(Extract to read)
▼
= Max Radin =

American legal scholar, philologist, and author (1880–1950)

Max Radin (March 29, 1880 – June 22, 1950 ) was an American legal scholar, philologist, and author. The noted anthropological scholar Paul Radin was his younger brother.

Max Radin, son of the rabbi Adolph Moses Radin, was born in Kempen, German Empire, emigrated with his family to the United States at the age of four and grew up in New York. He received his early education from his parents, who, among other things, taught him Latin, Hebrew, and ancient Greek. Max earned a B.A. in 1899 at the City College of New York (BA 1899) and an LL.B. in 1902 at the School of Law of Columbia University. After graduation from law school he was admitted to the New York bar, but he taught in New York public schools as he continued his studies at Columbia University, where in 1909 he was granted a Ph.D with his thesis on ancient associations ("The Legislation of the Greeks and Romans on Corporations)." That same year, Radin married Rose Jaffe, who died in 1918. Radin was a lecturer on Roman Civil Law at the City College of New York in 1917–1919) and an instructor at Columbia Columbia University in 1918–1919.

In 1919, Radin left New York for California to become professior of law for the UC Berkeley School of Law at the University of California, Berkeley. In 1922 he married Dorothea Prall, a writer and translator of Russian and Polish poetry. Max was John Henry Boalt Professor from 1940 until retirement in 1948, at which time he was named Boalt Professor Emeritus and was a professor at the Hastings College of Law. During his time at Berkeley, he was a visiting professor at the Yale Law School (1940), at Pacific University in Oregon (1946), Columbia University (1947), and Duke (1949), and he also was given an honorary LL.D. by Whitman College. In 1949 he also was member of Institute for Advanced Study in Princeton, New Jersey. He died unexpectedly on June 22, 1950. His library was given to the Hebrew University of Jerusalem upon his death.
▲
(Task set)
A. Summarize the article on Max Radin in two sentences.
B. Transcribe the passage of the article on Max Radin from "Max Radin (March" to "his younger brother.".
The records that follow bear no relation to the article on Max Radin.

(Records from a dataset)
▼
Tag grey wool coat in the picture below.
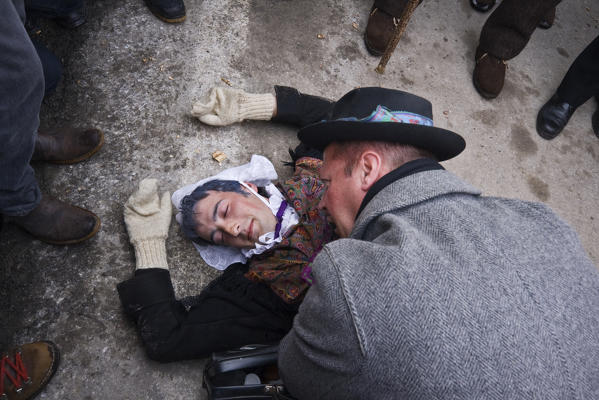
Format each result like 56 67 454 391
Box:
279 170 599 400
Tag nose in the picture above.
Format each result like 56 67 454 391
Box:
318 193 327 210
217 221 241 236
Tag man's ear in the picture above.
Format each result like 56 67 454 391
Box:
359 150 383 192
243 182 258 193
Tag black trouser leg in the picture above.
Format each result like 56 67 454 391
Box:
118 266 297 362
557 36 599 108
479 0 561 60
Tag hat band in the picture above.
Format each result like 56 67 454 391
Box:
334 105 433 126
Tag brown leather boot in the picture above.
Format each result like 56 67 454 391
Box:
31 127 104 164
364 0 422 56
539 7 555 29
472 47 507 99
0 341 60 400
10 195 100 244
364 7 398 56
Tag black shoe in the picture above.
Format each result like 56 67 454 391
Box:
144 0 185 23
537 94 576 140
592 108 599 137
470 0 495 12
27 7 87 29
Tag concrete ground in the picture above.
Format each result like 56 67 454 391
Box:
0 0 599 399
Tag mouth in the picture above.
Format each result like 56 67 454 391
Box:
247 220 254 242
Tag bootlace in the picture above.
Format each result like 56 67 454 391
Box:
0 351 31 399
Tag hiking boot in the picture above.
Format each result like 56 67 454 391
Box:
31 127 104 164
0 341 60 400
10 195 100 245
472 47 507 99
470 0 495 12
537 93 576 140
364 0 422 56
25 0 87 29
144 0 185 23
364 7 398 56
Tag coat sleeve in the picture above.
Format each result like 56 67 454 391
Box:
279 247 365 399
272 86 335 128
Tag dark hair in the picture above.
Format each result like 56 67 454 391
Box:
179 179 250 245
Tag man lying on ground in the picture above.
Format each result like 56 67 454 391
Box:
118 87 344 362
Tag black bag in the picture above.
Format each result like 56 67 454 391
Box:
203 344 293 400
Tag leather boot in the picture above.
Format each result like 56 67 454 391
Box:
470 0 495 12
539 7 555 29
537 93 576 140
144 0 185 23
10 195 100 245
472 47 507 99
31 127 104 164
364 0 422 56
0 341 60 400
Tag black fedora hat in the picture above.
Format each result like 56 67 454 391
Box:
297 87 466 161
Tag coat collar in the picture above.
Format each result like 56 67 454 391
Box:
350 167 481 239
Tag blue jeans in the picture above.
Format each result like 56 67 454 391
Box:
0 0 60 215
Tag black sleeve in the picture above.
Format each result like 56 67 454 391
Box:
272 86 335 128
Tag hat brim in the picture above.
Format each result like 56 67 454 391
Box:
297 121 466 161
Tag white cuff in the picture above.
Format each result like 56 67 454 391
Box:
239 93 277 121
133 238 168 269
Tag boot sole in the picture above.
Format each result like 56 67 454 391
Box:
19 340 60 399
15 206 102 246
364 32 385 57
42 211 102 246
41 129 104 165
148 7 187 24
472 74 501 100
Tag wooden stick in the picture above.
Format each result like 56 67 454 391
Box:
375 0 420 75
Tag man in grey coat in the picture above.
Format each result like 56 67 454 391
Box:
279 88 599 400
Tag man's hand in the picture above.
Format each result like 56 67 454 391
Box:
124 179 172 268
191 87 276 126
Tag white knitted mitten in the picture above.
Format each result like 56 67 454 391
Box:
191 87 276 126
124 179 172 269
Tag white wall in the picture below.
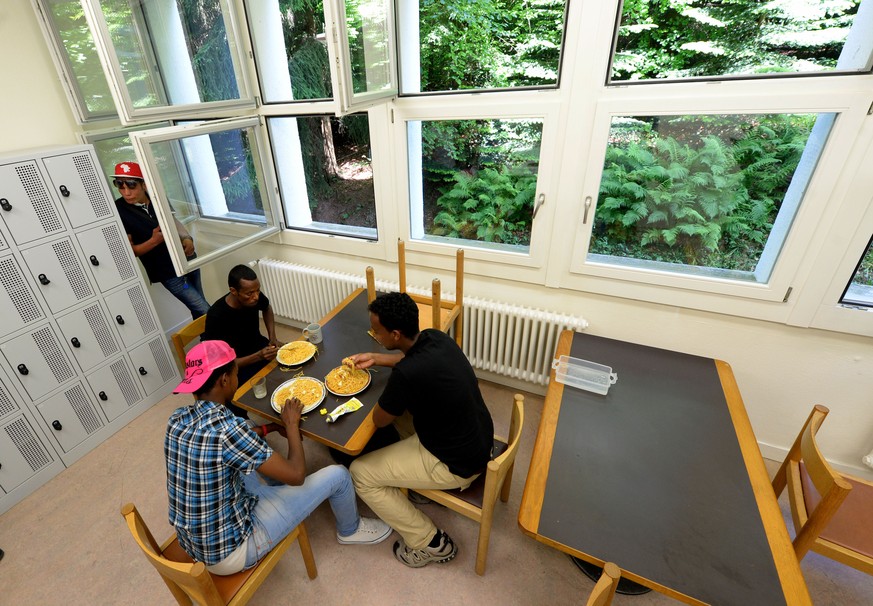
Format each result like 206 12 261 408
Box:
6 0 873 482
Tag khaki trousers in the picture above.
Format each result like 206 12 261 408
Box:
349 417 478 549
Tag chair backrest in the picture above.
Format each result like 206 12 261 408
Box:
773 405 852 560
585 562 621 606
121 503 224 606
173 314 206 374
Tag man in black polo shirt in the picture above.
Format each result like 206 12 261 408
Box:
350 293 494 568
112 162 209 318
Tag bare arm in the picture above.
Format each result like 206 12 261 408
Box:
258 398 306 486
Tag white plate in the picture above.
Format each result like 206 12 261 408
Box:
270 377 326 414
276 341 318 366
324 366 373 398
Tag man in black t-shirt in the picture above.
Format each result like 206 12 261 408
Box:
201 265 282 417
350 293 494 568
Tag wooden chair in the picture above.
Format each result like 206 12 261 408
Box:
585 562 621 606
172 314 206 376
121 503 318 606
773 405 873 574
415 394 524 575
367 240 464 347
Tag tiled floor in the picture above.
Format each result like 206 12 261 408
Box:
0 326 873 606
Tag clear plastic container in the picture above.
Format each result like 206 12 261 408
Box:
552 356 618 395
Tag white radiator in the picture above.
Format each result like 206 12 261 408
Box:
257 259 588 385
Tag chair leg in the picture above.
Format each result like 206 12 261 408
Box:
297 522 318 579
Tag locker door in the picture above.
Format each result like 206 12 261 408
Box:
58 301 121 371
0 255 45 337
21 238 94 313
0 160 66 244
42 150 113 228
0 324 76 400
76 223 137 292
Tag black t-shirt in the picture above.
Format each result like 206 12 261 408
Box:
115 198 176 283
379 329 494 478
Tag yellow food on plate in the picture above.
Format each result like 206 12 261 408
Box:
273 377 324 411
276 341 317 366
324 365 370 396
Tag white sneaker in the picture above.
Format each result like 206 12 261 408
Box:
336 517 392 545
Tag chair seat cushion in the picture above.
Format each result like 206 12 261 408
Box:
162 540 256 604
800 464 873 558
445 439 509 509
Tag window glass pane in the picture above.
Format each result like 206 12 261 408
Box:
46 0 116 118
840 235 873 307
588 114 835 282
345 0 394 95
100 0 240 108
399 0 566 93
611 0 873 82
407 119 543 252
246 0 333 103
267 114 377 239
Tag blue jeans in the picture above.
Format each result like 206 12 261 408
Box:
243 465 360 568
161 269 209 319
▲
(Results of the exercise)
A. Max Radin (1880–1950) was an American legal scholar, philologist, and author who was born in Kempen, German Empire, grew up in New York, and earned degrees at the City College of New York and Columbia University, including a Ph.D. in 1909. In 1919 he left New York to become a professor of law at the University of California, Berkeley, where he was John Henry Boalt Professor from 1940 until his retirement in 1948, and upon his death in 1950 his library was given to the Hebrew University of Jerusalem.

B.
Max Radin (March 29, 1880 – June 22, 1950 ) was an American legal scholar, philologist, and author. The noted anthropological scholar Paul Radin was his younger brother.